*PROBLEMS AND TASKS*.
#1 Repeat word for word the part of the Orioles article starting with "The World Series" and going on through "this past Thursday.".
#2 Answer these questions from the Orioles article:
(a) In what year was Showalter hired as manager?
(b) Which team did the Orioles defeat in the 1983 World Series?
(c) From which team did Duquette obtain catcher Nick Hundley?
#3 Carry on the article about the Orioles from its last sentence.
[Opening SELECTED PASSAGE section]
Some of these sudden offensive woes can be attributed to coming up against the stellar pitching staffs of the three aforementioned West Coast teams. And that's why Duquette says he's bullish on his club's chances in the weeks ahead.
"Our pitching is strong, our defense is strong, we have power," Duquette said. "We can compete. We can compete against the best teams in the league. We've been playing them for the last three weeks."
It's not going to get any easier during the next 10 days. They travel to Washington on Monday night for a makeup Interleague game against the leader of the National League East. It's then on to Toronto for a three-game set that could make or break the season for the Blue Jays. Following that are six straight home games against the defending NL champion Cardinals and the Yankees, who still are right on Baltimore's tail in the division.
"It doesn't stop," Orioles manager Buck Showalter said. "Sleep fast. Early bus. We could have used the off-day tomorrow. I wish it was a day game, but they don't have to take that into consideration."
The Orioles have experienced a period of enlightenment since Showalter was hired as manager in 2010 and Duquette came on board after the '11 season. Together in '12, they took the team into the postseason for the first time since 1998, losing an AL Division Series in five games to the Yankees.
The World Series has only been a memory here since 1983, when the Orioles defeated the Phillies in Cal Ripken Jr.'s second full season and long before the future Hall of Fame shortstop shattered Lou Gehrig's record by playing in 2,632 consecutive games.
The fact is, if the Orioles intend to make it back to baseball's version of the Promised Land, there's probably little more help coming, Duquette said. He obtained catcher Nick Hundley from the Padres after Matt Wieters sustained an elbow injury that led to Tommy John ligament replacement surgery, and he added left-handed reliever Andrew Miller in a non-waiver Trade Deadline deal this past Thursday.
[Closing SELECTED PASSAGE section]
[Opening EXTRACTED MATERIAL section]
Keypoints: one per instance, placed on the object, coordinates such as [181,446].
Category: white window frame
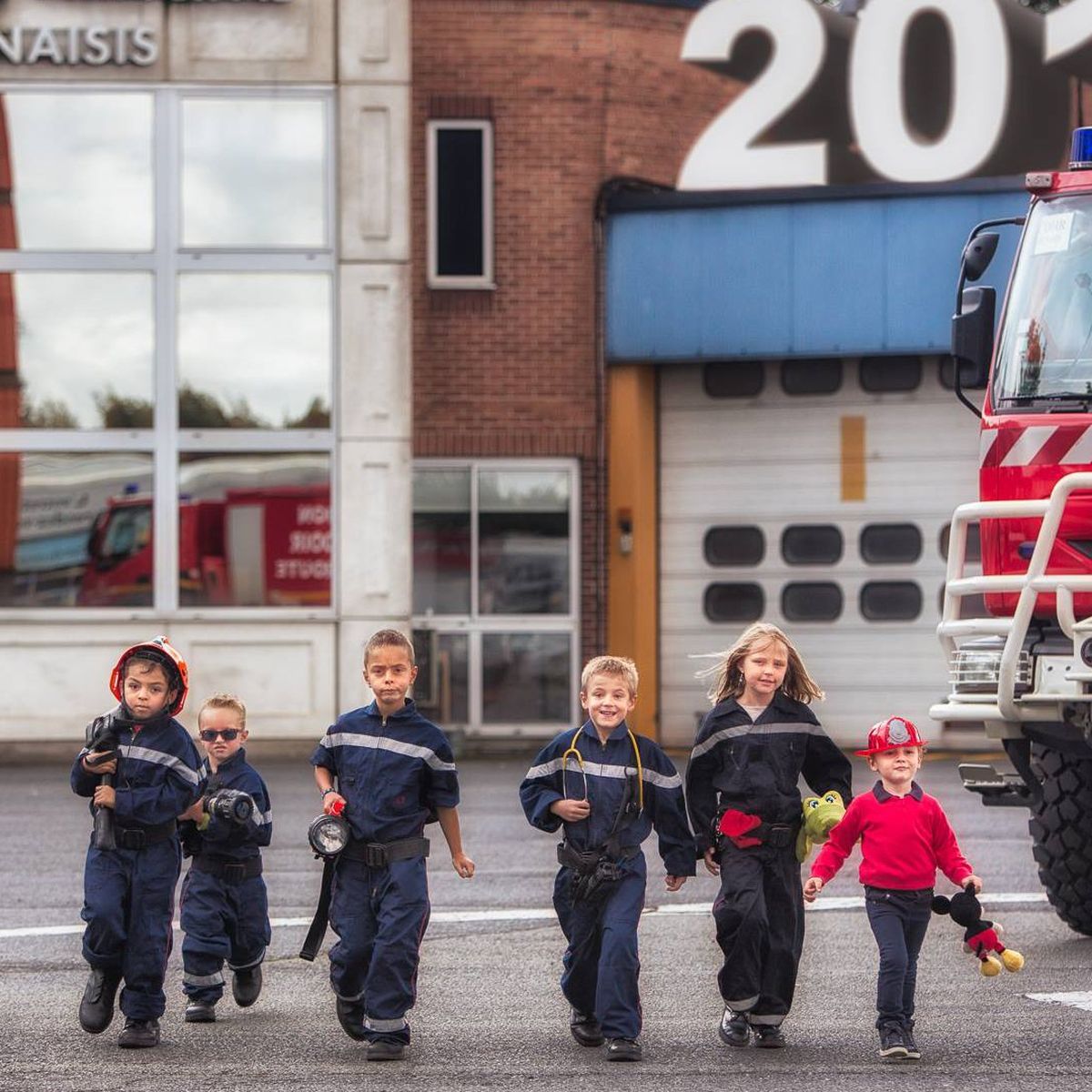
[434,278]
[165,441]
[475,625]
[Closing EXTRACTED MATERIAL section]
*RESPONSES TO THE TASKS*.
#1
The World Series has only been a memory here since 1983, when the Orioles defeated the Phillies in Cal Ripken Jr.'s second full season and long before the future Hall of Fame shortstop shattered Lou Gehrig's record by playing in 2,632 consecutive games.
The fact is, if the Orioles intend to make it back to baseball's version of the Promised Land, there's probably little more help coming, Duquette said. He obtained catcher Nick Hundley from the Padres after Matt Wieters sustained an elbow injury that led to Tommy John ligament replacement surgery, and he added left-handed reliever Andrew Miller in a non-waiver Trade Deadline deal this past Thursday.

#2
(a) 2010
(b) The Phillies
(c) The Padres

#3
Despite rumors to the contrary on Deadline Day, Duquette said the Orioles were not seriously involved in talks to grab ace left-hander David Price from the Rays "because there really wasn't any match." Price ultimately went to the Tigers in a three-way deal that sent center fielder Austin Jackson to the Mariners, who also added Kendrys Morales and Chris Denorfia to strengthen their lineup.
The Yankees picked up much-needed offensive help in Stephen Drew from the Red Sox and Martin Prado from the D-backs. They previously had traded for pitchers Brandon McCarthy and Chris Capuano and third baseman Chase Headley.
The A's continued to shore up their starting pitching, adding Jon Lester from Boston after already prying Jason Hammel and Jeff Samardzija away from the Cubs.
Duquette made his big deals, taking a chance on Cruz, who has had an All-Star season, and signing Jimenez, out since July 13 with a right ankle sprain and expected to return this week. There's some discussion about trying to bring back reliever Jim Johnson, released the other day by the A's, and old friend Brian Roberts, designated by the Yankees on Friday, could help plug a hole at second base.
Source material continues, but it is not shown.